### PROMPT:
Below is a set of entries. Reproduce exactly the lines from the one containing "Category: man's hand" through the end, both included.

Pointing and labeling entries
++++++++++++++++++++

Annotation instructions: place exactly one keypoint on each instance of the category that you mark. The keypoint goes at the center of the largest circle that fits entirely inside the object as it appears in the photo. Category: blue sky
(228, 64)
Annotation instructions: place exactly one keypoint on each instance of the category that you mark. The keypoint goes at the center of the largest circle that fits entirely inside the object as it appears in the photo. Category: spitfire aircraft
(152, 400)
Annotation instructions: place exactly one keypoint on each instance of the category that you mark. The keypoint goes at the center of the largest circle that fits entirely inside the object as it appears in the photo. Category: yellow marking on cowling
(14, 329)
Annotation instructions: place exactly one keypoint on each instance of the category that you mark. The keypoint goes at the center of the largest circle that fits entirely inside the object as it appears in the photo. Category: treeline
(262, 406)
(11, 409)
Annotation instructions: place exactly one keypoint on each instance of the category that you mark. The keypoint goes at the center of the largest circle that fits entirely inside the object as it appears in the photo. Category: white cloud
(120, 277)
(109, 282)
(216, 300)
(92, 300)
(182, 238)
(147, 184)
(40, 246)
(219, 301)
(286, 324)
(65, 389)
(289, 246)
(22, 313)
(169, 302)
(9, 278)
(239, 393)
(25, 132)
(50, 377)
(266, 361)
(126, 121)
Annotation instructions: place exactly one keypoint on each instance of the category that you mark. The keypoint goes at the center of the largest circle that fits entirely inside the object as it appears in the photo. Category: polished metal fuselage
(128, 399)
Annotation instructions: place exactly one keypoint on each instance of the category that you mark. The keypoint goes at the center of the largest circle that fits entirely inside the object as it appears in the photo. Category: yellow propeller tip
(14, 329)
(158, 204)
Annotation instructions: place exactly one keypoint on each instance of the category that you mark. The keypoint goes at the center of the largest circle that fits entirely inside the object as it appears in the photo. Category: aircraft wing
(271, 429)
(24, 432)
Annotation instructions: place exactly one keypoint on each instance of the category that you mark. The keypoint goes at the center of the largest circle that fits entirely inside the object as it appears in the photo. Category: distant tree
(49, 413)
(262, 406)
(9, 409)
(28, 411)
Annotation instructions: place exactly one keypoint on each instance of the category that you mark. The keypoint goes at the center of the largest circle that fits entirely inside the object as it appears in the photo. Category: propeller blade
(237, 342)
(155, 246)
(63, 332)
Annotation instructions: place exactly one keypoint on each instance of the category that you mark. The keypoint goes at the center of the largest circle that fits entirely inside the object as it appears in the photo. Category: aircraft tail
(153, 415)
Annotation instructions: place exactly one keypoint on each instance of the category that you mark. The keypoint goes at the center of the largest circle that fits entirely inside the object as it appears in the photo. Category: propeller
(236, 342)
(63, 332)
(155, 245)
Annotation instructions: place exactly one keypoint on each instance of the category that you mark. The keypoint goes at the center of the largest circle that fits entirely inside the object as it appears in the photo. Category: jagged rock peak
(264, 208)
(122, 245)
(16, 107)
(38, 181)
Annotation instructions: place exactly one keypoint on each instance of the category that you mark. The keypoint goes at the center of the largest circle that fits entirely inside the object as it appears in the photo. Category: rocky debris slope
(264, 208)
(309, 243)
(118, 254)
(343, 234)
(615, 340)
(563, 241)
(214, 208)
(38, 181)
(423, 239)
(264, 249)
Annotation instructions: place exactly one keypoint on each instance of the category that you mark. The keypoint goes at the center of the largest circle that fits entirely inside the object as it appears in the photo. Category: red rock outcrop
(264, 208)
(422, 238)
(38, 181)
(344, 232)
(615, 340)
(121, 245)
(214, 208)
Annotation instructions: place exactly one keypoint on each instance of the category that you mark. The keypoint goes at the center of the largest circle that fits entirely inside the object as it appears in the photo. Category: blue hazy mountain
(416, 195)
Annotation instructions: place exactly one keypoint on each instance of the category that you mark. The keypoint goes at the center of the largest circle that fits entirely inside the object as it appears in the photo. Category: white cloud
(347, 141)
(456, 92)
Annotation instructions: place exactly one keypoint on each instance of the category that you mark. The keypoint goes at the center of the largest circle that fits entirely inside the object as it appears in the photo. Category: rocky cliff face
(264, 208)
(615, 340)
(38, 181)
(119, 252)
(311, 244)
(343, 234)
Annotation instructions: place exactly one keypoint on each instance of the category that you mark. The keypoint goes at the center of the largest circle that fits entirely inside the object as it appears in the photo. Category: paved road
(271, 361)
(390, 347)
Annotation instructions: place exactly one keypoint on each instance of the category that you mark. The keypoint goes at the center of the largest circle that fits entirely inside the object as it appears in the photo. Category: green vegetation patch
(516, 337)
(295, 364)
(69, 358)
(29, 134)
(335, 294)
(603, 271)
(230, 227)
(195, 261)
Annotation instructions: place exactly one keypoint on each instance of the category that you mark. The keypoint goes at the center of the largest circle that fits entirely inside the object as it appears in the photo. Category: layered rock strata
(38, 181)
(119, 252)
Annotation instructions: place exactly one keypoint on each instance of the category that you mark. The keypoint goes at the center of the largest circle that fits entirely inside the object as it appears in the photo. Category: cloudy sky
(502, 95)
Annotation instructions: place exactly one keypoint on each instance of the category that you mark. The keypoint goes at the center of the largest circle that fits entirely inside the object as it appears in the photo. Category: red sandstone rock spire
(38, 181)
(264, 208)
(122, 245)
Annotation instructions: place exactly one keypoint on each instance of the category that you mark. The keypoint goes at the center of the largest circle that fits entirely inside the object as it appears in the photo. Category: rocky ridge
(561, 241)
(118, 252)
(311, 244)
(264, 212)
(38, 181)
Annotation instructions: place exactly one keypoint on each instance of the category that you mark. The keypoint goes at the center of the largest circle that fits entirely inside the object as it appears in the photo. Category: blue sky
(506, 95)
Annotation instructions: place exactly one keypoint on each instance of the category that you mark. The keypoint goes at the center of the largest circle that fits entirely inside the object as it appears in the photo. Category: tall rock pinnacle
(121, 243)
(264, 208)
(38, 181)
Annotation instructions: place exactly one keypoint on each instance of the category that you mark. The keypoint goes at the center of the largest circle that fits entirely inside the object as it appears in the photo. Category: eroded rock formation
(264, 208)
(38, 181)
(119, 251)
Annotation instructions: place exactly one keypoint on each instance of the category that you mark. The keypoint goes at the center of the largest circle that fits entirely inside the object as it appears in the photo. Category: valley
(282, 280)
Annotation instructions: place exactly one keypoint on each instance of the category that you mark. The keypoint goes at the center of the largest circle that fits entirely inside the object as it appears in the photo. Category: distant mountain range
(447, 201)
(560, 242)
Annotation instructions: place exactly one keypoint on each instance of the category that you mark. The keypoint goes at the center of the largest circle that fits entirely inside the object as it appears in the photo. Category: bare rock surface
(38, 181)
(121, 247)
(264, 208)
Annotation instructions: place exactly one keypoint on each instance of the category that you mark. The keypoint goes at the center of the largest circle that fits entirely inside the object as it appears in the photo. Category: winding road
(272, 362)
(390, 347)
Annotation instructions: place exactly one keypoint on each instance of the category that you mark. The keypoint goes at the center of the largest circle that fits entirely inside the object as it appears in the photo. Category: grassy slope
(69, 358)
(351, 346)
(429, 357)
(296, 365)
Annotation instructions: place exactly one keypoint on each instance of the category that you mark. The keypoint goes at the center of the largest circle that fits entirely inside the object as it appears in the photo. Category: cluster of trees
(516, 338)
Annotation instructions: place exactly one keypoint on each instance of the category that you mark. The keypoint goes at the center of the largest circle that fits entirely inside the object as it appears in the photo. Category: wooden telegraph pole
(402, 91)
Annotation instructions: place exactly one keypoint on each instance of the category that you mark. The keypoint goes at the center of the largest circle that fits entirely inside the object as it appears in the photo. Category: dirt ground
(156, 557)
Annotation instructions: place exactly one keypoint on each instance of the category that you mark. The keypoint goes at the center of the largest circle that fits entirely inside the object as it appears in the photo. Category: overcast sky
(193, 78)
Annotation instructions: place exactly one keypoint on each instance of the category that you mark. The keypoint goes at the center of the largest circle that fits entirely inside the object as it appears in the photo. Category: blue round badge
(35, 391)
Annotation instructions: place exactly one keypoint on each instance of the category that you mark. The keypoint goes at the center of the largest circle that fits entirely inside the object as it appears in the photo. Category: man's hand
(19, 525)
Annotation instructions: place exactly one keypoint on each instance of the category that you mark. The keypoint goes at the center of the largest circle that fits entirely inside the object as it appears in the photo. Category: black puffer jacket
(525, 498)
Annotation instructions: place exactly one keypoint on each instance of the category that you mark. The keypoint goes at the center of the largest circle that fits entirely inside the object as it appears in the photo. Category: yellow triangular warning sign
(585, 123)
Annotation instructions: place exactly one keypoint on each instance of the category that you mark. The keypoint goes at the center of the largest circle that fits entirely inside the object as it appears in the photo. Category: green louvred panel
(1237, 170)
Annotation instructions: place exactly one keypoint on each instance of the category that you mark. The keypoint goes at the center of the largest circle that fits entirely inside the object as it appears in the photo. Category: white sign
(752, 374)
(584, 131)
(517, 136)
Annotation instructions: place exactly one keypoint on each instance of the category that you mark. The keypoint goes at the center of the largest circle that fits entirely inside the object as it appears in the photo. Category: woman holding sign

++++++++++++++++++++

### RIGHT ANSWER:
Annotation instructions: place exactly one keypoint on each instance of the category that you mark. The keypoint goes at the center of the largest circle that fits entirely inside the object as it appears in the photo. Category: man's hand
(19, 525)
Annotation instructions: place exactly one keypoint on each instance of the category that you mark. The keypoint goes at the center of the largest circle that fits entirely inside the object as it appears in the photo. Category: black puffer jacket
(525, 498)
Annotation instructions: place exactly one keypoint on each instance of the category that you mark. The keypoint goes at the center of the largest circle that fits entirely inside the object as it appears in the photo. Category: yellow triangular warning sign
(585, 123)
Annotation instructions: place exactly one keypoint on each instance of the category that you mark. The keypoint goes at the center of the largest circle that fits entirely inside the object as it appears in the photo. Category: green louvred panel
(1237, 170)
Annotation instructions: place exactly one keypoint on each instance of the category that you mark. The keypoint goes at the center of the largest circle that fits entirely inside the object as it appears in the photo. Category: white sign
(752, 374)
(584, 131)
(517, 136)
Annotation instructions: place exactly one keypoint on each instance of the category that you mark. The keypoint goes at the center of the largest circle that fits entirely inside the object as it appears in the photo. Category: woman holding sign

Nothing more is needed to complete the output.